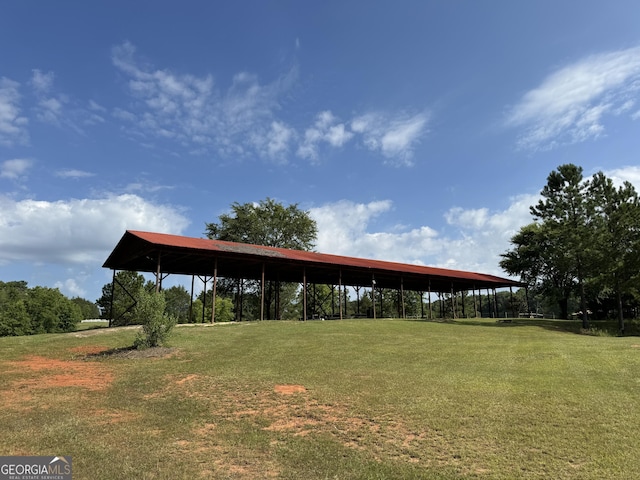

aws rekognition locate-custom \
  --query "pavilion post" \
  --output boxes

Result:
[109,268,116,326]
[451,282,456,319]
[189,275,196,323]
[473,285,478,318]
[302,267,307,322]
[212,257,218,323]
[509,285,516,318]
[260,262,264,321]
[400,277,407,318]
[428,279,433,320]
[331,283,340,317]
[460,290,467,318]
[201,275,208,323]
[338,269,342,320]
[156,252,162,293]
[371,274,376,320]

· · ·

PROBLEM DESCRIPTION >> Output every one of the lines above again without changing a character, leaving out the picture.

PROBLEM SOLUTION >>
aws rekognition locate-custom \
  --query "pavilion post" \
  --output boxes

Result:
[109,268,116,326]
[451,282,456,319]
[189,275,196,323]
[473,285,478,318]
[302,267,307,322]
[212,257,218,323]
[509,285,516,318]
[260,262,264,321]
[400,277,407,318]
[428,279,433,320]
[331,283,340,317]
[460,290,467,318]
[201,275,208,323]
[338,269,342,320]
[156,252,162,293]
[371,274,376,320]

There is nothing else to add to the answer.